▶ _INSTRUCTIONS FOR THE TASK_: Every line of the records below should be restated exactly.

▶ _AVAILABLE RECORDS_:
□ □ □
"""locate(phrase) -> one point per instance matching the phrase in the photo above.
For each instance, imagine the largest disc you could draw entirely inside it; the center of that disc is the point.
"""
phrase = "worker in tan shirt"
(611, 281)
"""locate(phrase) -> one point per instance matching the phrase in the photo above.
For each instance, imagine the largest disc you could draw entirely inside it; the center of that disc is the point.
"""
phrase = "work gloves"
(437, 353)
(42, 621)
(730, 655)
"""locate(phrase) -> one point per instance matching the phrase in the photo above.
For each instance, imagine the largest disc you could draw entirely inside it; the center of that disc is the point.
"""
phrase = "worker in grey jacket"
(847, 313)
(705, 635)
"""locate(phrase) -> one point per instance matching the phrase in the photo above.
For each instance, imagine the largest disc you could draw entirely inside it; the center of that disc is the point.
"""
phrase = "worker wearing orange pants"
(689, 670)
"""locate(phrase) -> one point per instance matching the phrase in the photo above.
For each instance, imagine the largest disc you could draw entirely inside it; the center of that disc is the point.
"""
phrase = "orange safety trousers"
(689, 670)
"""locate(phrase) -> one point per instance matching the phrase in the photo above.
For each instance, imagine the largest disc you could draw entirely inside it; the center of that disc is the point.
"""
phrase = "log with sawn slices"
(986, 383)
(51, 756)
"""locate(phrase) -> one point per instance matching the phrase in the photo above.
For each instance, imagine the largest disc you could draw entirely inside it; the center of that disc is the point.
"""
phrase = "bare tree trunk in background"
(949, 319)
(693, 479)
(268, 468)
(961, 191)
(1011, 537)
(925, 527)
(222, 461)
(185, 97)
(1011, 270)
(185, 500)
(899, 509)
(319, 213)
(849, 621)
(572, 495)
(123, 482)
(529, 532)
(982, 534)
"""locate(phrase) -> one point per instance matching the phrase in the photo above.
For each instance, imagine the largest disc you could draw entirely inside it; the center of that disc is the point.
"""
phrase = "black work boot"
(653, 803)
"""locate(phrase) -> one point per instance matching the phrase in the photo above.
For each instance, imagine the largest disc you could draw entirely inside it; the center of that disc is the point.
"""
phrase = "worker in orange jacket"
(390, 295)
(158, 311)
□ □ □
▶ _WRITTEN ANSWER_:
"""locate(phrase) -> one point per instance matching the phrase in the photo above.
For each instance, imagine the largest disc you could draw entirely inside it; the center of that disc is the point.
"""
phrase = "worker in tan shirt"
(611, 281)
"""locate(phrase) -> one point per instance matching the phrase in the photo above.
For each instance, imagine the largest disc you could draw entirely inside it; the center of that disc is the point.
"""
phrase = "work gloves"
(437, 353)
(42, 621)
(730, 655)
"""locate(phrase) -> one point per instance matching the phrase in the photo above.
For each instance, imagine the largest disc you could draw entirely inside it; the center of that disc is the point.
"""
phrase = "worker in grey jacket"
(847, 313)
(705, 635)
"""locate(phrase) -> one point per instance matching the phrase in the photo above.
For each instance, imagine the largest disc you could draw entirely inside it; the center of that disc is the point.
"""
phrase = "worker wearing orange pants"
(689, 670)
"""locate(phrase) -> one point per instance matching the phrase in the photo above.
For each instance, imagine the largest disc you could draw entirely inside it; the center of that disc is the point.
"""
phrase = "orange safety trousers"
(689, 670)
"""locate(phrase) -> one point per instance matching the phrase in the photo above.
For each instance, imagine the largest disc you could draw entirely inside it; the center of that disc is the point.
"""
phrase = "log with sawn slices"
(986, 383)
(51, 756)
"""locate(phrase) -> one point per instance matching the phrase in the photo above.
For each instance, imagine the largest disc you could draw entirely inside it; the center of that disc is the point.
"""
phrase = "bare tree trunk in background"
(949, 319)
(693, 479)
(268, 468)
(961, 191)
(1011, 537)
(925, 527)
(222, 461)
(185, 97)
(1011, 270)
(185, 500)
(899, 509)
(319, 213)
(849, 621)
(572, 495)
(123, 482)
(529, 532)
(982, 534)
"""locate(phrase) -> one point per instance matching the phrase in the photo above.
For each instance, imagine the largest disc you could draw entirely inside it; the center of that disc is the point.
"""
phrase = "black work boot"
(653, 803)
"""locate(phrase) -> one point per instance matching the phrase in the photo above.
For each instance, imagine the largest disc you could draw entirely inside it; the center of that disc is the point.
"""
phrase = "worker in orange jacket"
(390, 295)
(158, 311)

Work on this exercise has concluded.